■ Instruction ■
From the listing that follows, output everything exactly except the pictures.

■ Dataset records ■
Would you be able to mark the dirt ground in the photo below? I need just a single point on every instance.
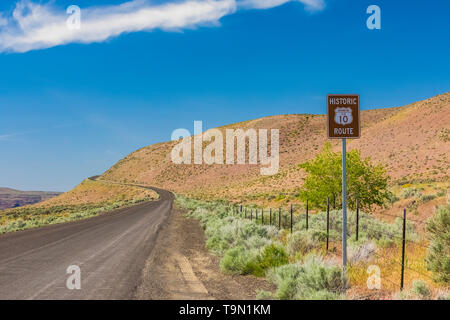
(180, 267)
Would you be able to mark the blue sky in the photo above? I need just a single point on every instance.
(71, 111)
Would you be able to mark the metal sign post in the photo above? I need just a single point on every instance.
(343, 122)
(344, 204)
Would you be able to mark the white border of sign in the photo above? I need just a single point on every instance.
(359, 115)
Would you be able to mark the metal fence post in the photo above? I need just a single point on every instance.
(279, 218)
(328, 221)
(403, 249)
(307, 208)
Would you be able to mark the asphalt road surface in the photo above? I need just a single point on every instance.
(110, 249)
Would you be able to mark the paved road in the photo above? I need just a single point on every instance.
(110, 249)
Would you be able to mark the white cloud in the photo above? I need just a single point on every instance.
(35, 25)
(311, 5)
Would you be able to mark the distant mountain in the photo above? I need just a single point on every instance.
(412, 141)
(11, 198)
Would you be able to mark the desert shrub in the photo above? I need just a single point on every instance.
(370, 229)
(361, 252)
(411, 192)
(421, 289)
(313, 279)
(272, 255)
(264, 295)
(239, 260)
(302, 242)
(427, 197)
(443, 295)
(438, 254)
(285, 278)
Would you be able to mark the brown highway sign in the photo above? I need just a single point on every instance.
(343, 119)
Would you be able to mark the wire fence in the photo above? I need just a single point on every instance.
(396, 263)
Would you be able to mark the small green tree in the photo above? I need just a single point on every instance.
(365, 181)
(438, 256)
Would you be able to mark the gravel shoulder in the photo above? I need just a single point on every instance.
(180, 267)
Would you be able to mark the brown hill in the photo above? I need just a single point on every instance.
(11, 198)
(413, 141)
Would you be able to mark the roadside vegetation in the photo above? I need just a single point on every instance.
(296, 263)
(88, 199)
(299, 263)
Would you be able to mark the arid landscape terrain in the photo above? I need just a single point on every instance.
(412, 141)
(11, 198)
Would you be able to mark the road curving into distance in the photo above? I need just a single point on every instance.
(110, 249)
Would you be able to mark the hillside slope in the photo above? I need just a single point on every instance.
(413, 141)
(11, 198)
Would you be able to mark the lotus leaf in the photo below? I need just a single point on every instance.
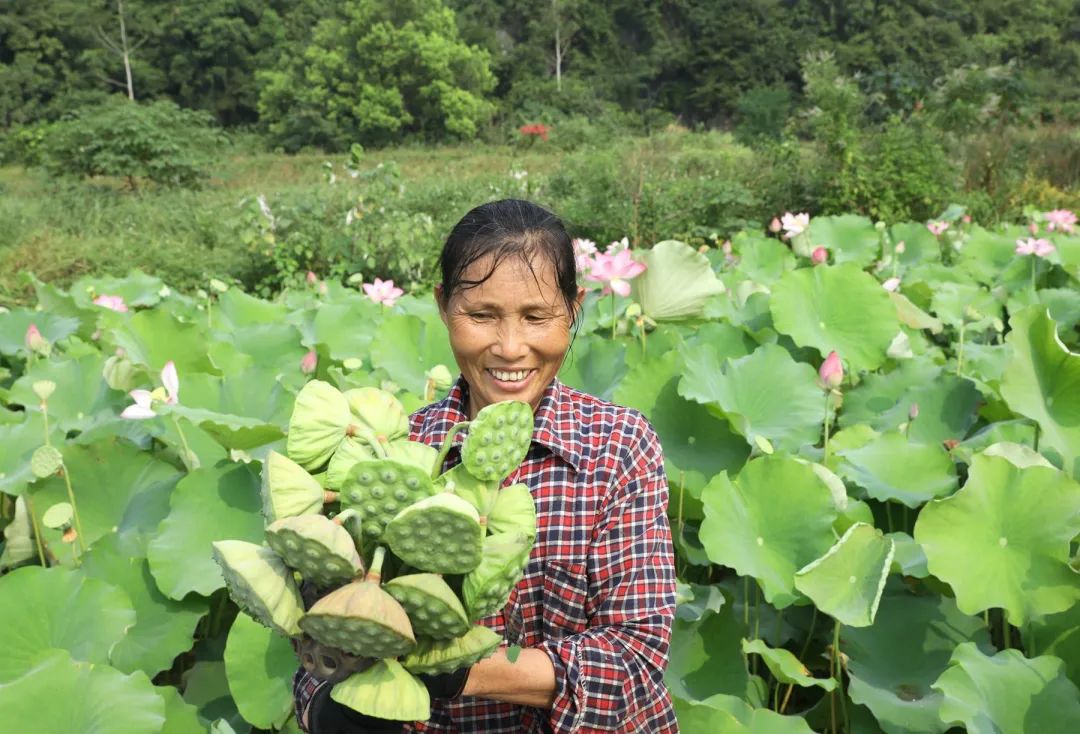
(773, 519)
(433, 608)
(487, 587)
(1008, 693)
(498, 439)
(434, 656)
(386, 691)
(260, 584)
(1003, 539)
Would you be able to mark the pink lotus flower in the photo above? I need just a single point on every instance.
(1061, 219)
(382, 293)
(794, 223)
(616, 271)
(831, 374)
(111, 302)
(1033, 246)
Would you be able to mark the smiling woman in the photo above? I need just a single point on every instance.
(594, 609)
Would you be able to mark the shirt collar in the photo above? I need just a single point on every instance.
(554, 423)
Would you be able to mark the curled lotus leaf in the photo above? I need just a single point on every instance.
(287, 489)
(260, 584)
(435, 656)
(498, 439)
(386, 691)
(321, 417)
(320, 548)
(486, 588)
(432, 606)
(441, 534)
(380, 489)
(362, 620)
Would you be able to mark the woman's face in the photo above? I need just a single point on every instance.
(510, 334)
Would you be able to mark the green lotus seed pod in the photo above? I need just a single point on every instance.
(320, 548)
(318, 425)
(441, 534)
(45, 461)
(288, 490)
(260, 584)
(387, 691)
(498, 439)
(432, 606)
(487, 587)
(434, 656)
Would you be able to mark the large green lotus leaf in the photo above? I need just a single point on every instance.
(892, 467)
(595, 366)
(836, 309)
(766, 394)
(58, 608)
(773, 519)
(847, 582)
(1008, 693)
(259, 664)
(406, 347)
(947, 404)
(213, 503)
(117, 489)
(151, 338)
(1003, 539)
(163, 627)
(786, 667)
(705, 657)
(893, 664)
(61, 695)
(849, 238)
(676, 283)
(1042, 382)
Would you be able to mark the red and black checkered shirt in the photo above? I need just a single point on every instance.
(598, 593)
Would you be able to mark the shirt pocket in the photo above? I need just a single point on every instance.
(565, 589)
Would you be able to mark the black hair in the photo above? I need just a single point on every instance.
(501, 229)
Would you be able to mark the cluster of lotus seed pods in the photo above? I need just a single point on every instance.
(353, 500)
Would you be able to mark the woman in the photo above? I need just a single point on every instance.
(593, 612)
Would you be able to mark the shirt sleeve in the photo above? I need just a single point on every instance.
(608, 676)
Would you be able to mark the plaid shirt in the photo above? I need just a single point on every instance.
(598, 593)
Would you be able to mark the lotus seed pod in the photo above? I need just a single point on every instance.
(318, 425)
(288, 490)
(45, 461)
(432, 606)
(321, 549)
(260, 584)
(434, 656)
(441, 534)
(387, 691)
(362, 619)
(513, 511)
(498, 439)
(380, 489)
(379, 412)
(487, 587)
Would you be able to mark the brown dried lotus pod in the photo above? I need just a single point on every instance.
(260, 584)
(320, 548)
(362, 619)
(386, 691)
(432, 606)
(435, 656)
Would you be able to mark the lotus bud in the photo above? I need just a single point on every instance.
(831, 374)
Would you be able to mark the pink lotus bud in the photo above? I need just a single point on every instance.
(831, 374)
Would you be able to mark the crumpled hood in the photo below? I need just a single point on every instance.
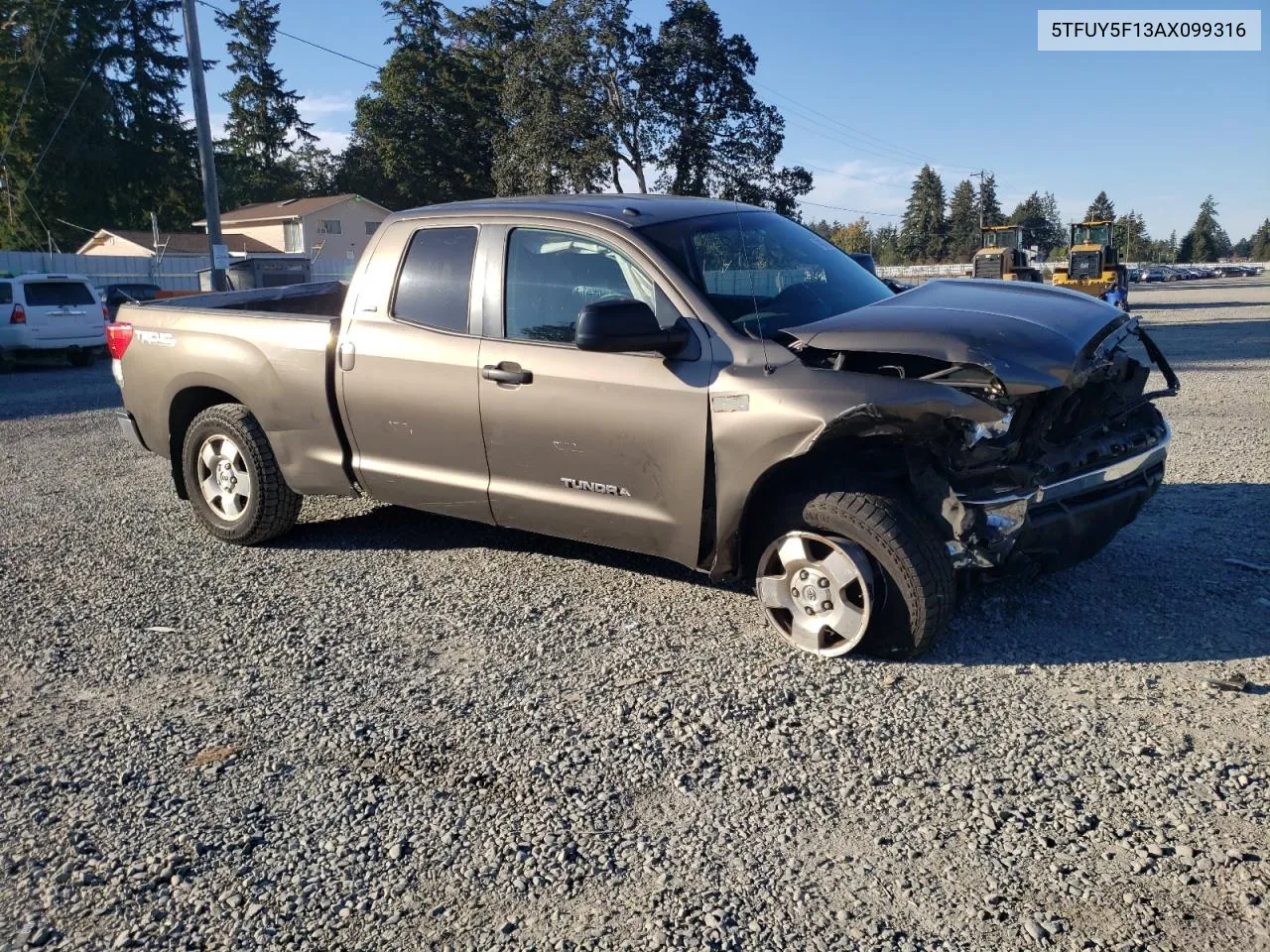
(1029, 335)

■ Exercise output ■
Would you be able to mark the dirt ground in the photo below? I need just a single point on every instance.
(180, 267)
Would you be able to mark the blue sky in the photo above? I need just a single point on every instance.
(71, 111)
Would you be able to mark the metal sign post in the photo above? I need just a single point on every instance.
(343, 122)
(344, 204)
Would you be able to mark the white border of sign in the photo above? I need just a single point on every instance.
(359, 115)
Would you be able to mark the metal fence post in the photo above? I need just a single point on every instance.
(279, 218)
(328, 221)
(403, 249)
(307, 208)
Would you be able to mark the asphalt road surface in the photo above? I need just a single point on every instance.
(110, 249)
Would you be able to mark the paved road in the photo above? I need just a single point on every instance.
(110, 249)
Would you be able to mark the white cloud in the photo above? I need just a single point on every instance.
(35, 25)
(311, 5)
Would you be able to mark the distant mountain in the photo above? I need just a single point on every instance.
(412, 141)
(11, 198)
Would you be able to mark the desert shrub in the photo above? I need just a single point on every instance.
(370, 229)
(361, 252)
(411, 192)
(421, 289)
(313, 279)
(272, 255)
(264, 295)
(239, 260)
(302, 242)
(427, 197)
(443, 295)
(438, 254)
(285, 278)
Would you be able to mark the brown highway sign in the photo above? I need just a single point on every instance.
(343, 119)
Would you be able to mark the wire fence in the photo above? I need just a single point on every instance.
(396, 263)
Would you be able to mark the small green tree in the photo above? I need just a single point on every instance.
(365, 181)
(438, 256)
Would you be able to mark the gravel shoulder in the photo above? I need just a single point on every instance.
(180, 267)
Would you be able to mark the brown hill in the photo above? I need just a single point on every instance.
(11, 198)
(413, 141)
Would you be able to mark the roadside vegetation in the photo above? I need just a single point on every instance.
(296, 263)
(88, 199)
(299, 263)
Would you be able to mark the arid landscape terrain in the photo above? I need just a single point on every instance.
(412, 141)
(11, 198)
Would you be able to mark the road curving into distance in the photo above? I need just a single point on every instance.
(110, 249)
Would you be able to mark the hillside slope in the photo above? I need just a single point on every instance.
(413, 141)
(11, 198)
Would you be able to mark the lotus leaf in the photo below? I need just a single point on every instance.
(773, 519)
(433, 608)
(487, 587)
(1008, 693)
(498, 439)
(434, 656)
(386, 691)
(260, 584)
(1003, 539)
Would you be able to mark the pink lotus flower in the photo above? I need just a single point on every instance.
(1061, 219)
(382, 293)
(794, 223)
(616, 271)
(831, 374)
(111, 302)
(1033, 246)
Would you be able to mark the smiling woman in the photo above? I need just a single point on every instance.
(594, 609)
Would you be able to mark the shirt collar in the photo above? I need just a single point on every instance.
(554, 423)
Would you be able to mark the curled lotus leaf in the photo above? I need just a single point on every instance.
(287, 489)
(260, 584)
(435, 656)
(498, 439)
(386, 691)
(321, 417)
(320, 548)
(486, 588)
(432, 606)
(441, 534)
(380, 489)
(362, 620)
Would you be able to mark the woman's face in the photo above? I need just a single point on every instance.
(510, 334)
Would you be able to mark the green lotus seed pod in the photo above? I need just a single point on every instance.
(320, 548)
(318, 425)
(441, 534)
(45, 461)
(288, 490)
(260, 584)
(387, 691)
(498, 439)
(432, 606)
(487, 587)
(434, 656)
Would you be able to mark the large green lotus leaf in the photo above? I need just a single point on every instance.
(892, 467)
(595, 366)
(836, 309)
(766, 394)
(58, 608)
(773, 519)
(847, 582)
(1008, 693)
(259, 664)
(406, 347)
(947, 404)
(213, 503)
(117, 489)
(151, 338)
(1003, 539)
(163, 627)
(786, 667)
(705, 657)
(893, 664)
(61, 695)
(849, 238)
(676, 283)
(1042, 382)
Would you be able to mark the red and black checkered shirt in the photo above? I need just a single point on every instance.
(598, 593)
Would you be able to mark the shirt pocket in the photo above? I need just a single point on every instance.
(565, 589)
Would you be able to mark the black hair in the photo above? I need just a single point on every instance.
(501, 229)
Would you be able to mark the cluster of lotus seed pods in the photo above? I need just a single point on every instance.
(353, 500)
Would you be able to mark the woman in the photo above? I need just a single point on every instance.
(593, 612)
Would you be able to mark the shirt sleeve in the photo above? I need just a single point on every instance.
(608, 676)
Would you be able to mark the plaid shirt in the photo above? I need just a single point on every instance.
(598, 593)
Would you be able to mark the lotus seed pod in the photo above? I need just a single point on every instance.
(318, 425)
(288, 490)
(45, 461)
(432, 606)
(321, 549)
(260, 584)
(434, 656)
(441, 534)
(387, 691)
(362, 619)
(513, 511)
(498, 439)
(380, 489)
(379, 412)
(487, 587)
Would you be able to mark the brown dried lotus pod in the photo above? I need just a single point on every instance.
(260, 584)
(320, 548)
(362, 619)
(386, 691)
(432, 606)
(435, 656)
Would you be able to mark the lotus bud in the photo above? I need just a single point on every instance.
(831, 374)
Would you be able to mark the pink lotus bud in the photo above? I need just a single point on every instance.
(831, 374)
Would you be able to mark the crumpled hood in the photo below? I need just a single point on every instance.
(1029, 335)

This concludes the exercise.